**Provided text**
══════════════════════════════

Jump Game III in C++

C++Server Side ProgrammingProgramming

Suppose we have an array of non-negative integers arr, we are initially positioned at start index of the array. When we are present at index i, we can jump to i + arr[i] or i - arr[i], check if we can reach to any index with value 0. We have to keep in mind that we cannot jump outside of the array at any time. So if the input is like: arr = [4,2,3,0,3,1,2] and start from 5, then output will be true, as move 5 -> 4 -> 1 -> 3, or 5 -> 6 -> 4 -> 1 -> 3.

══════════════════════════════

**Requirement A**
From the Jump Game III text, extract the passage from "Suppose we have" up to and including "5 -> 6 -> 4 -> 1 -> 3.", without changing anything.
The records have no connection to the Jump Game III text.

══════════════════════════════

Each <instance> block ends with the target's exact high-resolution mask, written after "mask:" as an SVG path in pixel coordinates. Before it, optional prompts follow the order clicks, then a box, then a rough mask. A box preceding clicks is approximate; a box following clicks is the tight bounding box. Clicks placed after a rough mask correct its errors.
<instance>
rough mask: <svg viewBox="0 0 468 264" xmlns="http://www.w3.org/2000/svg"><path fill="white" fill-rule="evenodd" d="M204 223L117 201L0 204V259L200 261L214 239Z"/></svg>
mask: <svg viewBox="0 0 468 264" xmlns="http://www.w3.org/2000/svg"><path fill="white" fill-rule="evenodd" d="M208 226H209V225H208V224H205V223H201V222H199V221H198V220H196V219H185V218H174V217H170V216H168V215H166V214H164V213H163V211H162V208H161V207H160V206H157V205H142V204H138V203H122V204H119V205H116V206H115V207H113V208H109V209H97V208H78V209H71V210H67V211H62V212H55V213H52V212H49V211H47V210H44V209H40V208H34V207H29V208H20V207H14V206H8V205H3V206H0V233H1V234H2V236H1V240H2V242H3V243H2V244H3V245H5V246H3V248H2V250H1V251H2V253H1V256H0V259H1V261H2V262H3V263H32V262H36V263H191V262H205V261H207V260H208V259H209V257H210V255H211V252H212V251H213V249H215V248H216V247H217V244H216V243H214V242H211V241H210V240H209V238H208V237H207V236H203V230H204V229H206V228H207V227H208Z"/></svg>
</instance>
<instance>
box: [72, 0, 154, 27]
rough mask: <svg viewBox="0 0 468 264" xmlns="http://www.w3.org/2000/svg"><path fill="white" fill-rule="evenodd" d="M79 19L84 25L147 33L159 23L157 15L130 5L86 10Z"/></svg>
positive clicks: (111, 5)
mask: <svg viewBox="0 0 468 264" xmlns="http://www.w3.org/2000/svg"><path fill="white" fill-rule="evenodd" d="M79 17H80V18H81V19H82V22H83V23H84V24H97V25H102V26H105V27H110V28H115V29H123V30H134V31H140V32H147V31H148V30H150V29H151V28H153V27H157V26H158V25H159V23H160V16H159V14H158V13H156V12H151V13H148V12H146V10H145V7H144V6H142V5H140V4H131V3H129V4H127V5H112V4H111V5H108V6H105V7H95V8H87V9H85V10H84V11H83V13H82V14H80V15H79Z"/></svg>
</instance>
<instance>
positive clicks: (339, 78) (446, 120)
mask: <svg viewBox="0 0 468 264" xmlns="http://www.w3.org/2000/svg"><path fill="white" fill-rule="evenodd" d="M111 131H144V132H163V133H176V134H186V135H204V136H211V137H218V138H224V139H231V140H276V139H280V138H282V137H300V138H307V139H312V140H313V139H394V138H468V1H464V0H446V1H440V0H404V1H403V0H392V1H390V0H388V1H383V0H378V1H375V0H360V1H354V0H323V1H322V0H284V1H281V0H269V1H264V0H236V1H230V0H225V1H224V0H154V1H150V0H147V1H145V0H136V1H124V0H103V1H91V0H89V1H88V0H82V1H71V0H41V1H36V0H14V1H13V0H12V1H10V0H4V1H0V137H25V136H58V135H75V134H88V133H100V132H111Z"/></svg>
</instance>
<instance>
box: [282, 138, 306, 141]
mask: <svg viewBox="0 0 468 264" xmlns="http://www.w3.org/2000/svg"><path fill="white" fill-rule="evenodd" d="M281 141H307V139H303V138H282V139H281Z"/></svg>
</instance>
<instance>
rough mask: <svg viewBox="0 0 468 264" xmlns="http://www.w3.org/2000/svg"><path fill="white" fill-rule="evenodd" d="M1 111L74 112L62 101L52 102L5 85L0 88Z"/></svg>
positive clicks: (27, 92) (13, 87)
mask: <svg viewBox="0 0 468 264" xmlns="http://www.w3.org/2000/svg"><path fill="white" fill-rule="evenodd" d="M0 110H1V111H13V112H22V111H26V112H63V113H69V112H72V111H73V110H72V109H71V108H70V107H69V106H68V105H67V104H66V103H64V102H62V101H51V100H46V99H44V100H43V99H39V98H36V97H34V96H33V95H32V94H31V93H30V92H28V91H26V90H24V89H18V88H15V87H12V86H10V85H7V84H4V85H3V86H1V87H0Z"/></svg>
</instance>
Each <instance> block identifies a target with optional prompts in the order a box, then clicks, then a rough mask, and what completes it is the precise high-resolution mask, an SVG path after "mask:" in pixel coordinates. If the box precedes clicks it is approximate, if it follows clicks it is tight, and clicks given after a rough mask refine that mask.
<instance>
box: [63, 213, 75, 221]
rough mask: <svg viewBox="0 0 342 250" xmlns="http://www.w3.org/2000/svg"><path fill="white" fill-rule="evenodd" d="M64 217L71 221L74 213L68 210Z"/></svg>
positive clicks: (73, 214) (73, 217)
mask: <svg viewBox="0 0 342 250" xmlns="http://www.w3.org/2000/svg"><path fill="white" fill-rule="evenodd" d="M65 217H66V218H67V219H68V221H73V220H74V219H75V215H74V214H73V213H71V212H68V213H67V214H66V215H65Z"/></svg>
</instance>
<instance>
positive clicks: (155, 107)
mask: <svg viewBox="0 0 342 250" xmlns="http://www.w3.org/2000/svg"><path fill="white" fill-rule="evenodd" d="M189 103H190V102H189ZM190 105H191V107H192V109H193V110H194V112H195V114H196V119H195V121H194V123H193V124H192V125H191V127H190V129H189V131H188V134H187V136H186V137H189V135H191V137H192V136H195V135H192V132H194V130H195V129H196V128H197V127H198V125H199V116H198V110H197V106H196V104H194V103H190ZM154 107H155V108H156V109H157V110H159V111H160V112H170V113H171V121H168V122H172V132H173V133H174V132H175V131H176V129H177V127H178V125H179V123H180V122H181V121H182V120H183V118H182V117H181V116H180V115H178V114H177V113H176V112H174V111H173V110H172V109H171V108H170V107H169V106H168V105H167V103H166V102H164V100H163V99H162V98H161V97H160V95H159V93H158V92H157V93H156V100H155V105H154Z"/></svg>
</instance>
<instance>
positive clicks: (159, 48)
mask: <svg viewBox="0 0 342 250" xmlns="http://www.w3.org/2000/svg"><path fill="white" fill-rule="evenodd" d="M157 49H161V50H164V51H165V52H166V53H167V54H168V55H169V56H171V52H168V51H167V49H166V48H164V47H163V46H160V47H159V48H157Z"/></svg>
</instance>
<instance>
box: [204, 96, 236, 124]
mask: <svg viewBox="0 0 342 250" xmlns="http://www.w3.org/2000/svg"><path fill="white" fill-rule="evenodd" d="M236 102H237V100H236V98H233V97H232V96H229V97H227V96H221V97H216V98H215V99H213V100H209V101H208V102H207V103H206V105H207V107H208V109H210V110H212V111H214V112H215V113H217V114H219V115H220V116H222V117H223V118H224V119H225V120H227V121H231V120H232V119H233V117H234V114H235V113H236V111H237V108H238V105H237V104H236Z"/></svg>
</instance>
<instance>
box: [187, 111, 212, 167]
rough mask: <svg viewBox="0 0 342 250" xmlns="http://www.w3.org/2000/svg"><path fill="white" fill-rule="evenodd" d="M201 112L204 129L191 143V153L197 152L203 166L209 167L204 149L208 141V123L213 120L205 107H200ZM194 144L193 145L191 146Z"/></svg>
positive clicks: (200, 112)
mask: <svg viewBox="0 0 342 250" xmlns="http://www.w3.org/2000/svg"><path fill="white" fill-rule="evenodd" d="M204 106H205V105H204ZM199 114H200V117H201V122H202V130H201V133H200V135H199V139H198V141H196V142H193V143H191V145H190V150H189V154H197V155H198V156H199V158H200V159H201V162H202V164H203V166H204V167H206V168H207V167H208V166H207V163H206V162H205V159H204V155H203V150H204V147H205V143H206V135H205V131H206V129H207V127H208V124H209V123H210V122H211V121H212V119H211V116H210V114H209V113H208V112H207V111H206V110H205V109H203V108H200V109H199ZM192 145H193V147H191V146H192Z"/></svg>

══════════════════════════════

**Requirement B**
Extract each line of the records that contains the string "positive". Only lines that match its case count.

**Written response A**
Suppose we have an array of non-negative integers arr, we are initially positioned at start index of the array. When we are present at index i, we can jump to i + arr[i] or i - arr[i], check if we can reach to any index with value 0. We have to keep in mind that we cannot jump outside of the array at any time. So if the input is like: arr = [4,2,3,0,3,1,2] and start from 5, then output will be true, as move 5 -> 4 -> 1 -> 3, or 5 -> 6 -> 4 -> 1 -> 3.

**Written response B**
positive clicks: (111, 5)
positive clicks: (339, 78) (446, 120)
positive clicks: (27, 92) (13, 87)
positive clicks: (73, 214) (73, 217)
positive clicks: (155, 107)
positive clicks: (159, 48)
positive clicks: (200, 112)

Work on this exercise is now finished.